BEGIN Reading passage

I do not think, however, that the average man saves much in this way, since it is a very common form of hospitality, when acquaintances meet on a car, to say, as hands go groping in pockets, "Oh, all right, I've got tickets!" and hand the conductor two. Outside the city limits these tickets are not available, but the fare remains the same. These very swift and comfortable cars are in the hands of private companies, who, I should think, must make a fine dividend, although it must be remembered that the wages are high and the service exceedingly good, commencing at 5.30 or 6 in the morning, and running most frequently until midnight. And as the city is built on the American square plan, with all the principal streets crossing one another at right angles, locomotion is very easy within the city limits.

My first trip was down Bourke Street, which I remembered thirty-five years ago as the principal, the finest street in Melbourne; and I confess that I was somewhat disappointed with its unequal appearance and the dearth of fine buildings, for I had expected, from what I had heard, much greater development. The Post Office is a fine building, but not so favourably situated as that at Adelaide, so that, notwithstanding its fine tower and façade, it will not look imposing. Moreover, it is obviously much too small for the requirements of Melbourne, for there is a mean-looking shed devoted to telephone work; and for parcel-post delivery of poste restante letters and money-order business the customer must go a considerable distance round into little Bourke Street of unsavoury fame. Before leaving this part of the question, let me say that nothing, I should think, would strike the British new chum more forcibly than the immense congeries of telegraphic, telephone, and other wires carried on posts at the sides of all the principal streets of the Australian cities, in emulation of the way these things are done in the United States. In Perth and Fremantle there are, in addition to the other cobwebby arrangements overhead, electric-car wires, and I could not help wondering what would be the result if one of these enormously high-tension car wires were to get broken and flung into the midst of a lot of telegraph and telephone wires by its side, especially on a night when the streets were crowded, as they often are, with people.

END Reading passage

▸ **Exercise prompt**:
Retype the section of the passage on Melbourne that begins with the words "I do not think, however, that" and ends with "the city limits.".

BEGIN Extracted records

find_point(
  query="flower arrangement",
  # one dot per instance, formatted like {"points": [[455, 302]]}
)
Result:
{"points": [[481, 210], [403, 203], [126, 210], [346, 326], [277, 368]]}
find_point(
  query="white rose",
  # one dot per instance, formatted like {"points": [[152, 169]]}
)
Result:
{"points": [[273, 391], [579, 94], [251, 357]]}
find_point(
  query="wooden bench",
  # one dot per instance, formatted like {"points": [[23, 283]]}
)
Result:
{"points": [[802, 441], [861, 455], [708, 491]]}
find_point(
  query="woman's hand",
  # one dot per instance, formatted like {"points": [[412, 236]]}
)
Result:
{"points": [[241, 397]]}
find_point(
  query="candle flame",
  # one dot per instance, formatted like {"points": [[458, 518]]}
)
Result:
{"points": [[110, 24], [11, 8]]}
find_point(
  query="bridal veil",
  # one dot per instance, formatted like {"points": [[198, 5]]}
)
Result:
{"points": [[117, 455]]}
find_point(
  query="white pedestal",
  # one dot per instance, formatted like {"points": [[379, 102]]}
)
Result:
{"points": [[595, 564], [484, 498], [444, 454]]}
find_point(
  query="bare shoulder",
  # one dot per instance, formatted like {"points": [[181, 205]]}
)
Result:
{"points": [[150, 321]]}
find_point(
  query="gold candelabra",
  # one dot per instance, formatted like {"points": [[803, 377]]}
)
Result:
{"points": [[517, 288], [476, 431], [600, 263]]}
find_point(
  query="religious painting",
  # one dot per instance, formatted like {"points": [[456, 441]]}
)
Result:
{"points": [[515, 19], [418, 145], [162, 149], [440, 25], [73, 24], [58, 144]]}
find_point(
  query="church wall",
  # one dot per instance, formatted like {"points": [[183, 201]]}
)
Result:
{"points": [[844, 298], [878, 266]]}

END Extracted records

▸ **Solution for this problem**:
I do not think, however, that the average man saves much in this way, since it is a very common form of hospitality, when acquaintances meet on a car, to say, as hands go groping in pockets, "Oh, all right, I've got tickets!" and hand the conductor two. Outside the city limits these tickets are not available, but the fare remains the same. These very swift and comfortable cars are in the hands of private companies, who, I should think, must make a fine dividend, although it must be remembered that the wages are high and the service exceedingly good, commencing at 5.30 or 6 in the morning, and running most frequently until midnight. And as the city is built on the American square plan, with all the principal streets crossing one another at right angles, locomotion is very easy within the city limits.